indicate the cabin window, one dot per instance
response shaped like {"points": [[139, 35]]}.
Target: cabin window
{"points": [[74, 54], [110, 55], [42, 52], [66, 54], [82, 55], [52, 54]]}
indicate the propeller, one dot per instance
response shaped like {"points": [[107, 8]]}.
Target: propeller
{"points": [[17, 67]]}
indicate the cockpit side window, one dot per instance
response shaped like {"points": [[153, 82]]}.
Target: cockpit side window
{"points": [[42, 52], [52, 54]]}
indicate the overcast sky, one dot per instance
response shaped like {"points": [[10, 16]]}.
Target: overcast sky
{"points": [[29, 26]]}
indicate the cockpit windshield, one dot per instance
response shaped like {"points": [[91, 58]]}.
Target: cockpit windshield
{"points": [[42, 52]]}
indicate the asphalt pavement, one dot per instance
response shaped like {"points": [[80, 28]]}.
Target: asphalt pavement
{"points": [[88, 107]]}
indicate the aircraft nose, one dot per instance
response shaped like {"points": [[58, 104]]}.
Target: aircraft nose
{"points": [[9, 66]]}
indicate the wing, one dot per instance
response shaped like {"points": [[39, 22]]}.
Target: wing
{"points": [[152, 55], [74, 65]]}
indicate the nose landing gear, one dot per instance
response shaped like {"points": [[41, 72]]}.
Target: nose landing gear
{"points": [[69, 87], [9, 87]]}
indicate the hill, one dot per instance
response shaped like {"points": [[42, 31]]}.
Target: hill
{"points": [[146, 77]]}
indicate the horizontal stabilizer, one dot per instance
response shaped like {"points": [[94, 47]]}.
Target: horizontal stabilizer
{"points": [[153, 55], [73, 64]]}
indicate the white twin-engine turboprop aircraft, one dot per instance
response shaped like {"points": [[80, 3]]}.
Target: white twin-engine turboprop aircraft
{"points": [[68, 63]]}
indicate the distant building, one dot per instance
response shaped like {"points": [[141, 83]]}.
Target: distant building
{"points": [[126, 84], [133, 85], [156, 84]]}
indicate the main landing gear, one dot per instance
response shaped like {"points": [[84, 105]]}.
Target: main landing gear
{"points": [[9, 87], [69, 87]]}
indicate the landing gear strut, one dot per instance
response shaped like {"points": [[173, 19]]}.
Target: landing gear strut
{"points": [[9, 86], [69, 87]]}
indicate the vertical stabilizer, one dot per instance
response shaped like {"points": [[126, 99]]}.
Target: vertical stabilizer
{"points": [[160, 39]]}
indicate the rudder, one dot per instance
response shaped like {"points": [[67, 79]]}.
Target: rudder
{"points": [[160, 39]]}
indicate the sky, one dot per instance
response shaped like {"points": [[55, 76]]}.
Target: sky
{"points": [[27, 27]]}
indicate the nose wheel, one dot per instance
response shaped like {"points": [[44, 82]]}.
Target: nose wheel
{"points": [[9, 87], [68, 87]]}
* * * * *
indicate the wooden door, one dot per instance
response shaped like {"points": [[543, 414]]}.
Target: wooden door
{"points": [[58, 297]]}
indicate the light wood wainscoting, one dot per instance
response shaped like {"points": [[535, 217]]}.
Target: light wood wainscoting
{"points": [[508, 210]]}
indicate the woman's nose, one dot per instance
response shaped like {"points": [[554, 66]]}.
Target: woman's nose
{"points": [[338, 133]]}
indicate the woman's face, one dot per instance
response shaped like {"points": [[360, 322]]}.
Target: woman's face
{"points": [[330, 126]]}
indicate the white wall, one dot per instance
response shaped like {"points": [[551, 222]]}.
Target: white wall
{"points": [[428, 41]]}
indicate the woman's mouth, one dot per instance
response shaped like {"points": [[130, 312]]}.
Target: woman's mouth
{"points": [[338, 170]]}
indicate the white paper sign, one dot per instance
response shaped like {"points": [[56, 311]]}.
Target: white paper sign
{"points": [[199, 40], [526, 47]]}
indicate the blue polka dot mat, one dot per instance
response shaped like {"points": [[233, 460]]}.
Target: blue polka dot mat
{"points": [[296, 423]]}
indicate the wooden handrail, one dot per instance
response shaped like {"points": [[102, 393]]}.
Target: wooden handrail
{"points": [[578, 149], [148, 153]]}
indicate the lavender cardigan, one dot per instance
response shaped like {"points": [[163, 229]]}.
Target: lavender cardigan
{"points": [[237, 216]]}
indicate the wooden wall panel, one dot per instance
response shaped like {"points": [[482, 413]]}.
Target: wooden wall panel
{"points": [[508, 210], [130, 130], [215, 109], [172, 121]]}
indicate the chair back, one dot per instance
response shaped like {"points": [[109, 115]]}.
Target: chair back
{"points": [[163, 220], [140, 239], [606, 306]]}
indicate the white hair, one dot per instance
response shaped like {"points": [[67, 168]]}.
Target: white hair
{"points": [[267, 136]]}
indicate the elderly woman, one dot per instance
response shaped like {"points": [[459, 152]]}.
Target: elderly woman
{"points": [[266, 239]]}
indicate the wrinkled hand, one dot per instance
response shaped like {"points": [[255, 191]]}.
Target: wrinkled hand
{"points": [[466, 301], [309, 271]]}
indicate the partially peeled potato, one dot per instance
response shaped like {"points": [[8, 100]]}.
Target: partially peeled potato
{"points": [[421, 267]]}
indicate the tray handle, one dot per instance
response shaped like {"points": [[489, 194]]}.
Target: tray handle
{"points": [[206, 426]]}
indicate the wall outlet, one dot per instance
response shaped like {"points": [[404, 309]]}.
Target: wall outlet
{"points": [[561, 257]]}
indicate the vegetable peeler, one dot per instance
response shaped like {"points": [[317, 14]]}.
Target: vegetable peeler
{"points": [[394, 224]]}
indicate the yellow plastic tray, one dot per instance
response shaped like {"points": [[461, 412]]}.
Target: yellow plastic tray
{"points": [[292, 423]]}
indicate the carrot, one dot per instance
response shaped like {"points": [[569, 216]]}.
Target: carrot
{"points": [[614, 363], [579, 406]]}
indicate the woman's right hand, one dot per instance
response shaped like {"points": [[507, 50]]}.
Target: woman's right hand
* * * * *
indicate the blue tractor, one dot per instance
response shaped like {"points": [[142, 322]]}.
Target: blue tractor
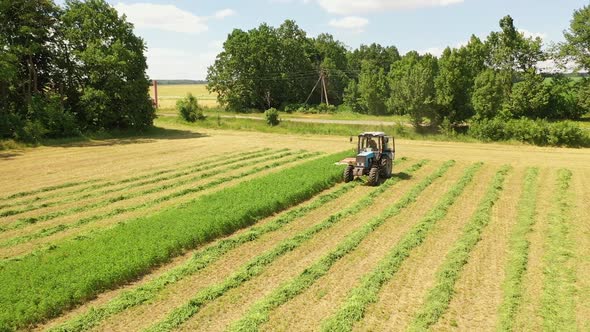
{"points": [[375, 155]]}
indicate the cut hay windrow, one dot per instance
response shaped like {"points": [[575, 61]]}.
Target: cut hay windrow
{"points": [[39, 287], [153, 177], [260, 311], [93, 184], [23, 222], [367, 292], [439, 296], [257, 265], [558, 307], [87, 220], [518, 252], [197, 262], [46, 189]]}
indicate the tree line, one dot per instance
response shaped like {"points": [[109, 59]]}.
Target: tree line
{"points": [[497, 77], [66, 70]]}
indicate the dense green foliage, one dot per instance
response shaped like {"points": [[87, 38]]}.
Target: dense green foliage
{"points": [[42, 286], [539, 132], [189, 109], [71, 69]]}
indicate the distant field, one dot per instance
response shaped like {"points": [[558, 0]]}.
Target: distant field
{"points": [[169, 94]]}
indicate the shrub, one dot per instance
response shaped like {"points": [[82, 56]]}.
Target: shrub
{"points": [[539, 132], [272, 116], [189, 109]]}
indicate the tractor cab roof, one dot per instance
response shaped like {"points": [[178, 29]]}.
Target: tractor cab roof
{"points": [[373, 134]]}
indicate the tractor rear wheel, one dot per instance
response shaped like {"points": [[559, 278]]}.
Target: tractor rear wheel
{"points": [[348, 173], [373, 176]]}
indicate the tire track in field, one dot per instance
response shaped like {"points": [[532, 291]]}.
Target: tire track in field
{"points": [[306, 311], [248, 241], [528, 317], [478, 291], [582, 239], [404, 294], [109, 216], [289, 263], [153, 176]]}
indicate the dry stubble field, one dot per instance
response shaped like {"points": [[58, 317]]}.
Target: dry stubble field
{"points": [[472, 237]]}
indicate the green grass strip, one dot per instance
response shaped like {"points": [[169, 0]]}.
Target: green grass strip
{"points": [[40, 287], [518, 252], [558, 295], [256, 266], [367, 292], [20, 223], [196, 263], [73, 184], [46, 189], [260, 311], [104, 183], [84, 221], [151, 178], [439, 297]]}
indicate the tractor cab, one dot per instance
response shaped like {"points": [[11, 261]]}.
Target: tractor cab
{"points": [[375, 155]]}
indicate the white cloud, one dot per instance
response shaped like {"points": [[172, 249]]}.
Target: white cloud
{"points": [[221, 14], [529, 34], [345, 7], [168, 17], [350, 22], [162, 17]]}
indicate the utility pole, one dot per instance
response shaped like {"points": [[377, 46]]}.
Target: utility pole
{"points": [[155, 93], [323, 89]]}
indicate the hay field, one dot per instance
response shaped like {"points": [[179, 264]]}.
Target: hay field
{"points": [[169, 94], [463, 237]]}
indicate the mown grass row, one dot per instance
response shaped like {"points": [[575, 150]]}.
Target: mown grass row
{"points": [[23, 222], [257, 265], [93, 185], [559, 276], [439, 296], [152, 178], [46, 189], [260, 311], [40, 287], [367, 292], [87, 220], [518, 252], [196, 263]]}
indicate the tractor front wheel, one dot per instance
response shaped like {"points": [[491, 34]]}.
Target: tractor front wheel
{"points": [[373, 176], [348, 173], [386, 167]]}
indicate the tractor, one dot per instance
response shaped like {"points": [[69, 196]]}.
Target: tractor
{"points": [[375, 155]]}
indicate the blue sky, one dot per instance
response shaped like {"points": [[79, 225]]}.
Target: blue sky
* * * * *
Exercise objective. How many of the lines above contain the string "peeled"? Reply with the number alone.

Answer to the task. 2